* **PROBLEM STATEMENT**:
Transcribe only part of the material below: the lines from the one containing "SAMPLE = x=253, y=201" through the one containing "SAMPLE = x=883, y=203", inclusive, exactly as written.

* **STORED DATA**:
*****
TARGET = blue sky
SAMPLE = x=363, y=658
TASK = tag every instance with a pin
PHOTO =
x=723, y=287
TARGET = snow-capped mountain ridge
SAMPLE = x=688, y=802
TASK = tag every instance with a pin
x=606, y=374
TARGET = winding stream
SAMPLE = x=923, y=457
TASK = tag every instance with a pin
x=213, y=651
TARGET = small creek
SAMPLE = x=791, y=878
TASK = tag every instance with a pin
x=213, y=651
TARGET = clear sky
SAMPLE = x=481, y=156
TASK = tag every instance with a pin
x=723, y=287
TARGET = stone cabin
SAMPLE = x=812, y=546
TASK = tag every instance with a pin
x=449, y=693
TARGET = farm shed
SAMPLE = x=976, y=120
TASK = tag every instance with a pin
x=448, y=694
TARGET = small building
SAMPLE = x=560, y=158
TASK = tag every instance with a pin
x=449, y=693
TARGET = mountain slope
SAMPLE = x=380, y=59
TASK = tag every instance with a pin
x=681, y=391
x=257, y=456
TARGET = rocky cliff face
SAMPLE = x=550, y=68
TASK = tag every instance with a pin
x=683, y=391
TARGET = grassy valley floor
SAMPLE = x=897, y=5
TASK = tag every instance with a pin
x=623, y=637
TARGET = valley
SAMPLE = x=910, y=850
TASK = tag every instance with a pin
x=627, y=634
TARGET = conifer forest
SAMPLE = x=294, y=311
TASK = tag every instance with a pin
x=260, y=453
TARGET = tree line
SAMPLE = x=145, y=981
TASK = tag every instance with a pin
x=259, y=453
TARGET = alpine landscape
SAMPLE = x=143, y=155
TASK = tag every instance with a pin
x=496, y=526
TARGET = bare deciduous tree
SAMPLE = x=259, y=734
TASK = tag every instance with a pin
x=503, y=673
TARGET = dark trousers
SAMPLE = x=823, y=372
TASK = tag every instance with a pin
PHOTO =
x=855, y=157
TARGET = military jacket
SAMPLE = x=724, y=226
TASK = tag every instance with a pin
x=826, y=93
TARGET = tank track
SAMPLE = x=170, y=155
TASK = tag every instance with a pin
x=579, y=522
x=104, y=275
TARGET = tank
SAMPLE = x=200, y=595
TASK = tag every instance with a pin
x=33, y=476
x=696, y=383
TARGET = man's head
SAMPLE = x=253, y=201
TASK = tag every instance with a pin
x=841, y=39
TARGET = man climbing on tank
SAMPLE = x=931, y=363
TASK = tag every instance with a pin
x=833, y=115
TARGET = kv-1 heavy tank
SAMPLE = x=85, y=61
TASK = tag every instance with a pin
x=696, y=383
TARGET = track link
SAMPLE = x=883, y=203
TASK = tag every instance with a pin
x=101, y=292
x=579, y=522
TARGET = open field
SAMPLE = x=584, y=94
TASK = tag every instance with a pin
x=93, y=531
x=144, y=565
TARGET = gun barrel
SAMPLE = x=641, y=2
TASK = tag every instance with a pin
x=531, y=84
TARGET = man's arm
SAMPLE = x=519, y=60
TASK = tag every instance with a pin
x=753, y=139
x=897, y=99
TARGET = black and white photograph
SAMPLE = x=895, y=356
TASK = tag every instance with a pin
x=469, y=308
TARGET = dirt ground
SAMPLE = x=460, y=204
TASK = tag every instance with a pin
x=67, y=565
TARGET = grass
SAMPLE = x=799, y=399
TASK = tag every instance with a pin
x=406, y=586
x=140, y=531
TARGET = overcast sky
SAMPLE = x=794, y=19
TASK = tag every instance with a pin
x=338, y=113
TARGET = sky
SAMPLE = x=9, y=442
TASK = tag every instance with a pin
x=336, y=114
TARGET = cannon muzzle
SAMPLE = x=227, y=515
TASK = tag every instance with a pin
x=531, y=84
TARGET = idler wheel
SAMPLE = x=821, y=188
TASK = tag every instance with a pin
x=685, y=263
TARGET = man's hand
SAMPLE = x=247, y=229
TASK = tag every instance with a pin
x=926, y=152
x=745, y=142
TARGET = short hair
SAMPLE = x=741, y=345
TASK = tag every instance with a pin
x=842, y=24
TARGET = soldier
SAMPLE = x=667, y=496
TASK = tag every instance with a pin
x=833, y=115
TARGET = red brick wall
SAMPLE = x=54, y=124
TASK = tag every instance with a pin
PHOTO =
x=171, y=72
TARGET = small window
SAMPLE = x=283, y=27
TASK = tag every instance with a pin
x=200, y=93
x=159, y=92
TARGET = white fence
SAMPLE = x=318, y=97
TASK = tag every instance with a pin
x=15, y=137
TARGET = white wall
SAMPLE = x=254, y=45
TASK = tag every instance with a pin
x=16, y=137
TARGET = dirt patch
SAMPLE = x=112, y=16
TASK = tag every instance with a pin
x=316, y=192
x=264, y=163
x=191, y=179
*****
* **EXPECTED ANSWER**:
SAMPLE = x=253, y=201
TASK = tag every instance with a pin
x=841, y=39
TARGET = man climbing on tank
SAMPLE = x=931, y=363
TASK = tag every instance with a pin
x=833, y=115
TARGET = kv-1 heavy tank
SAMPLE = x=85, y=61
TASK = tag every instance with a pin
x=696, y=383
TARGET = track link
SAMPLE = x=883, y=203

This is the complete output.